- _Given exercise_
Your task is to give the data again, exactly, with every line intact.

- _Source material_
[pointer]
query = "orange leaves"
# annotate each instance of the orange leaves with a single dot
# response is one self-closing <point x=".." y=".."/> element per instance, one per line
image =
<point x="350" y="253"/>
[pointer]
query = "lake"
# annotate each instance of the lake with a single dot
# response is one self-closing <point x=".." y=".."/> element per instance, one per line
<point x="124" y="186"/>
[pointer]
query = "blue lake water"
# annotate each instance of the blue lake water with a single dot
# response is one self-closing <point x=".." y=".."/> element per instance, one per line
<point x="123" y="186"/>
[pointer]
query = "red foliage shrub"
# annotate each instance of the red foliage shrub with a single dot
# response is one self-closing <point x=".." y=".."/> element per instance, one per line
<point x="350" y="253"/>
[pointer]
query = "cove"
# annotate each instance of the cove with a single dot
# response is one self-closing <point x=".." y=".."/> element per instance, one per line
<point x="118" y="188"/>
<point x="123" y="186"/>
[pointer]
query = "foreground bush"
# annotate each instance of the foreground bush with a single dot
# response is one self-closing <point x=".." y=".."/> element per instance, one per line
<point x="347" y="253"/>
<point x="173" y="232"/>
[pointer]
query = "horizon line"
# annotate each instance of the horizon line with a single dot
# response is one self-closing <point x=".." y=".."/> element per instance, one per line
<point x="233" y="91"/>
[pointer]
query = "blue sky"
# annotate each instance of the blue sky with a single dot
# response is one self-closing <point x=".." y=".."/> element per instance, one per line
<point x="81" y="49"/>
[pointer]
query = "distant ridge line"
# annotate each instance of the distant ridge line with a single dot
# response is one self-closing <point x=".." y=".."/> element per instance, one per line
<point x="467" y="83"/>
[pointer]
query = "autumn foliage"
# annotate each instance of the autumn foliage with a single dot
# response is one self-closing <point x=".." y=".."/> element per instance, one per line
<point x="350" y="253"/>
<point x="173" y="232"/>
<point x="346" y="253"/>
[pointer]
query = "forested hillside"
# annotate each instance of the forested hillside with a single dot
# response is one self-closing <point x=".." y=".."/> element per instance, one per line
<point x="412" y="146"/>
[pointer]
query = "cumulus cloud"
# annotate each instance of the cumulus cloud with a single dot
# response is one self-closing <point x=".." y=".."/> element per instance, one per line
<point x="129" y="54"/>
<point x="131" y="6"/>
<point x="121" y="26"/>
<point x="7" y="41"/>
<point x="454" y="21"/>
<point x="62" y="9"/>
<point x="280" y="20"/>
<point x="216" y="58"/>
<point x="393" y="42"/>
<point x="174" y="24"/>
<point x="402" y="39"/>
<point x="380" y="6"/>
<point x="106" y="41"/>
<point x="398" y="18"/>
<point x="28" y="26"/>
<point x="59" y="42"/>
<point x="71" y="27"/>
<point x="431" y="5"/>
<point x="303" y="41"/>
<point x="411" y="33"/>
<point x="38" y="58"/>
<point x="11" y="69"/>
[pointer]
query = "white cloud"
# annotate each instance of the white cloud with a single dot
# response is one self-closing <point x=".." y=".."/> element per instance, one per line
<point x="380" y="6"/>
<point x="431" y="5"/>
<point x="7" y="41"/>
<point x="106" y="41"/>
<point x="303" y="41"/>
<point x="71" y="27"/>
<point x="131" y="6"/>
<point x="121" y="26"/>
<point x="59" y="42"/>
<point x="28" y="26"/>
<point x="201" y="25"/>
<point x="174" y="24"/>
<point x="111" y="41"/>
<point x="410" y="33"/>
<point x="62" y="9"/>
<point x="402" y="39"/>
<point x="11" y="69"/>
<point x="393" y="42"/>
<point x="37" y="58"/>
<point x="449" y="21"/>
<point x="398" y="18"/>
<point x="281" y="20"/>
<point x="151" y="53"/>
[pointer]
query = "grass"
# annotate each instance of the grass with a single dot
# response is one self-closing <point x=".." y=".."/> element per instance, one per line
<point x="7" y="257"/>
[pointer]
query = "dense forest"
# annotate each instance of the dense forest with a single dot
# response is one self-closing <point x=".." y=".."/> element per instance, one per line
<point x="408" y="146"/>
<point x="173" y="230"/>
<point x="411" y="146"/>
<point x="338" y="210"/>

- _Output for this exercise_
[pointer]
query = "orange leaves"
# annotate each instance of the orange leaves with a single dot
# response is one self-closing <point x=".." y=".."/> element per instance, one per line
image =
<point x="350" y="253"/>
[pointer]
query = "lake"
# annotate each instance of the lake with a single dot
# response is one self-closing <point x=".." y=".."/> element per instance, one per line
<point x="124" y="186"/>
[pointer]
query = "blue lake water"
# annotate each instance of the blue lake water with a single dot
# response is one self-closing <point x=".." y=".."/> element per instance, one per line
<point x="123" y="186"/>
[pointer]
query = "red foliage shrub"
# annotate each instance of the red foliage shrub with a single dot
# response is one self-closing <point x=".." y=".."/> element per instance, one per line
<point x="350" y="253"/>
[pointer]
query = "cove"
# annotate each instance of the cove with a single dot
# response is one self-closing <point x=".." y=".."/> element per instance, one per line
<point x="118" y="188"/>
<point x="123" y="186"/>
[pointer]
query = "foreground bush"
# annotate each instance of the foreground bush with a single dot
# response is one self-closing <point x=".." y=".."/> element per instance, one per line
<point x="347" y="253"/>
<point x="173" y="232"/>
[pointer]
query = "horizon line"
# annotate each instance of the horizon line with a single dot
# response is one self-closing <point x=".." y=".."/> element per instance, one per line
<point x="233" y="91"/>
[pointer]
query = "blue sky"
# annotate each instance of the blue sky with a single dot
# response is one self-closing <point x=".." y=".."/> element per instance, one per line
<point x="81" y="49"/>
[pointer]
query = "distant ridge line"
# annotate each instance of the distant ridge line with a single dot
# response is one self-closing <point x=".." y=".."/> element per instance, one per line
<point x="467" y="83"/>
[pointer]
query = "autumn foliage"
# annotate each instance of the autumn foliage with a single dot
# response is one self-closing <point x=".." y=".."/> element per instance, one per line
<point x="350" y="253"/>
<point x="173" y="232"/>
<point x="346" y="253"/>
[pointer]
query = "forested hillside"
# annotate each instance of the forested hillside with a single dot
# response is one self-closing <point x=".." y=".."/> element per instance, one per line
<point x="412" y="146"/>
[pointer]
query = "cumulus cloud"
# annotate each instance of the cumulus cloud with a single dot
# response is one self-closing <point x=".." y=".."/> element per instance, one per line
<point x="129" y="54"/>
<point x="131" y="6"/>
<point x="121" y="26"/>
<point x="7" y="41"/>
<point x="454" y="21"/>
<point x="62" y="9"/>
<point x="280" y="20"/>
<point x="216" y="58"/>
<point x="393" y="42"/>
<point x="174" y="24"/>
<point x="402" y="39"/>
<point x="380" y="6"/>
<point x="106" y="41"/>
<point x="398" y="18"/>
<point x="28" y="26"/>
<point x="59" y="42"/>
<point x="71" y="27"/>
<point x="431" y="5"/>
<point x="303" y="41"/>
<point x="411" y="33"/>
<point x="38" y="58"/>
<point x="11" y="69"/>
[pointer]
query = "white cloud"
# annotate each instance of the white cloud with a single dot
# response is one self-closing <point x=".." y=".."/> element per instance, one per line
<point x="380" y="6"/>
<point x="431" y="5"/>
<point x="7" y="41"/>
<point x="106" y="41"/>
<point x="303" y="41"/>
<point x="71" y="27"/>
<point x="131" y="6"/>
<point x="121" y="26"/>
<point x="59" y="42"/>
<point x="28" y="26"/>
<point x="201" y="25"/>
<point x="174" y="24"/>
<point x="111" y="41"/>
<point x="410" y="33"/>
<point x="62" y="9"/>
<point x="402" y="39"/>
<point x="11" y="69"/>
<point x="393" y="42"/>
<point x="37" y="58"/>
<point x="449" y="21"/>
<point x="398" y="18"/>
<point x="281" y="20"/>
<point x="151" y="53"/>
[pointer]
query = "grass"
# annotate each instance of the grass with a single dot
# response is one self-closing <point x=".." y=".."/> element per instance, one per line
<point x="7" y="257"/>
[pointer]
query = "dense forest"
# annotate each instance of the dense forest with a single dot
# response is one self-closing <point x=".." y=".."/> element per instance, one per line
<point x="408" y="146"/>
<point x="173" y="230"/>
<point x="411" y="146"/>
<point x="338" y="210"/>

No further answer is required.